YOUR GOAL => Rewrite the material below with every "pixel coordinates" changed to "image coordinates" and nothing else altered. Omit the pictures.
— Start —
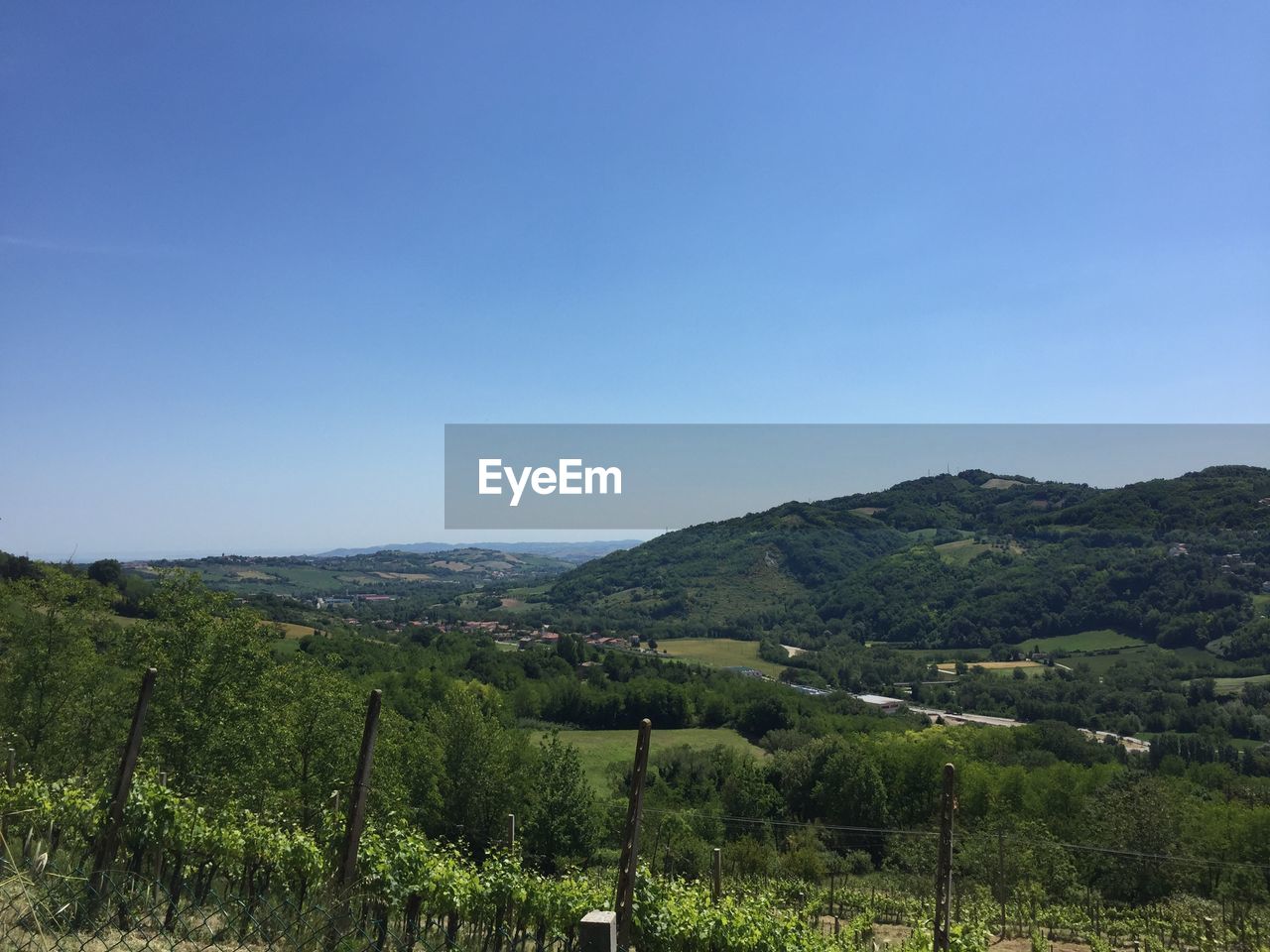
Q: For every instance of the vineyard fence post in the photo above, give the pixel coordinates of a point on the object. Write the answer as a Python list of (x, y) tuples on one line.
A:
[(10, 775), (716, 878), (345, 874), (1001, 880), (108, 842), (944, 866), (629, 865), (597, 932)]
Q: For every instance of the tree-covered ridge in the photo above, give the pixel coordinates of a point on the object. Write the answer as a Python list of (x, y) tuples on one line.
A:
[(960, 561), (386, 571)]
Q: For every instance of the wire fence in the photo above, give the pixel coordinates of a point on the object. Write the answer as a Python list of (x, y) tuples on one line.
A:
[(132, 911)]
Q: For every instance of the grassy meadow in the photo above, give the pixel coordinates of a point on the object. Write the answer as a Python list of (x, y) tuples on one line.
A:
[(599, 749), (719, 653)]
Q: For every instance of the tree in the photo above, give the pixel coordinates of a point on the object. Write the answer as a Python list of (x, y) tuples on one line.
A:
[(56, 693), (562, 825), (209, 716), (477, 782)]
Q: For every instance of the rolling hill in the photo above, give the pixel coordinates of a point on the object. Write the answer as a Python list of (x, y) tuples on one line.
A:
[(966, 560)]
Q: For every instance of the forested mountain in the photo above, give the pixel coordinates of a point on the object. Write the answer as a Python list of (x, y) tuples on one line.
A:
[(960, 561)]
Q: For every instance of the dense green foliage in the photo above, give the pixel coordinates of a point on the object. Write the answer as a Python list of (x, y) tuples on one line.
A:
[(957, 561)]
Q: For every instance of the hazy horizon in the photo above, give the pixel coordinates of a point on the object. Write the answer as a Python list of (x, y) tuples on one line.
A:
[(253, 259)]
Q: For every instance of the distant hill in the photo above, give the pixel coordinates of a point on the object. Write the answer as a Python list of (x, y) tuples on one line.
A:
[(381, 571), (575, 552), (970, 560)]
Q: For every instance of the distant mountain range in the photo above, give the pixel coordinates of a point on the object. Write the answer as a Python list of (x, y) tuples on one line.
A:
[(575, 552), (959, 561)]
— End —
WRITTEN SOLUTION =>
Q: For every instance of the vineyard fence post in the photo above, give the image coordinates of a point on the object. Write the answer as a Python list of (x, y) tuples on one line.
A:
[(10, 775), (716, 878), (345, 874), (1001, 880), (108, 842), (944, 866), (629, 865), (597, 932)]
Q: For every instance of the tree-covered ridge in the photo above, give the image coordinates of a point on the object. Write the answer as a Python list of (x, y) tuples on one line.
A:
[(960, 561), (386, 571)]
Q: For every instance of the wire fence in the photo above, give the image coordinates of a point on the object. Write the answer as a Python list of (x, y) tuples on one line.
A:
[(132, 911)]
Q: For every instance of the grassy meadow in the photo above, give the image coordinates of a point on the object. Write the answer as a Python list of (x, y) tuples on one line.
A:
[(599, 749), (719, 653)]
Q: For every instance of the tree in the photo above, give the image coordinates of a point on the object. Write the answer as a Python list of (x, y) tuples on one line.
A:
[(56, 693), (562, 825), (209, 716), (477, 782)]
Q: For every instance of the rolling hill in the photo above, give the image coordinates of a point on the object. Write the answer as a Python list of (x, y) tuples on one line.
A:
[(966, 560)]
Q: For every instance of the forested mountain in the photo above, give the image coordinates of a point on the object. Write the answer as a Python list of (x, y) tuples on one line.
A:
[(960, 561)]
Q: For every instance of the dense green foliage in the photo above, give the image coordinates of a point on the object. Write the answer as a Python list of (x, y) tuples on one line.
A:
[(957, 561)]
Q: For every instance of the hazy horizon in the photo above, give the image coordinates of a point on the object. Write the answer as a Python list of (x, y) tuples on one line.
A:
[(253, 259)]
Q: For every instance of the distant hill in the photo above, give the image coordinates of a point on the object. Write the answer as a Python list of (x, y) tuples on one line.
A:
[(381, 571), (575, 552), (970, 560)]
Q: For every instance of the distant mountain range in the photo above, give the image coordinates of a point on the object. Write the answer as a Python list of (x, y) tuples on one line.
A:
[(575, 552), (959, 561)]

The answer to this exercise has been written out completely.